Natural-language object grounding data
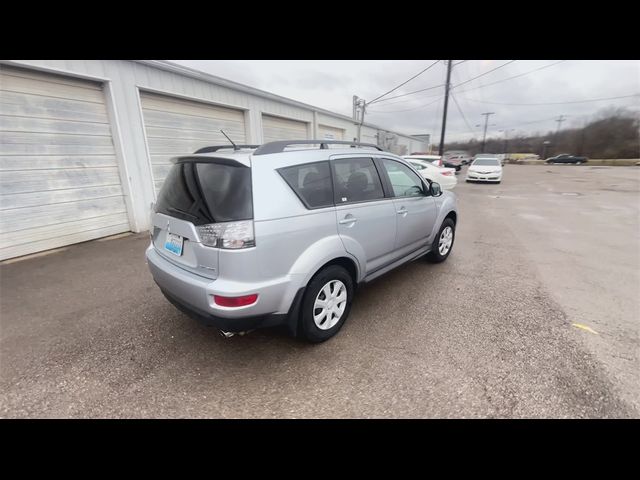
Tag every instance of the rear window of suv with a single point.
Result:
(207, 192)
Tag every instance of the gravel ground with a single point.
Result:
(489, 333)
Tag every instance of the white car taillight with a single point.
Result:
(228, 234)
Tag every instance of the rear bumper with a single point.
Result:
(483, 178)
(238, 324)
(193, 294)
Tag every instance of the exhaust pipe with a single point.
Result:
(233, 334)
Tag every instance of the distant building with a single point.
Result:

→ WORK TO COMPLETE: Output only the lines from the one with "Tag every instance of the rear bumper" through the last line of the entries above; please keep them exact.

→ YOUR RESPONSE:
Tag every instance of the rear bumper with a single point.
Result:
(483, 178)
(238, 324)
(193, 294)
Tag every instance of the exhaust pipe with a single point.
Result:
(233, 334)
Tag every instance of the distant building with a single point.
Result:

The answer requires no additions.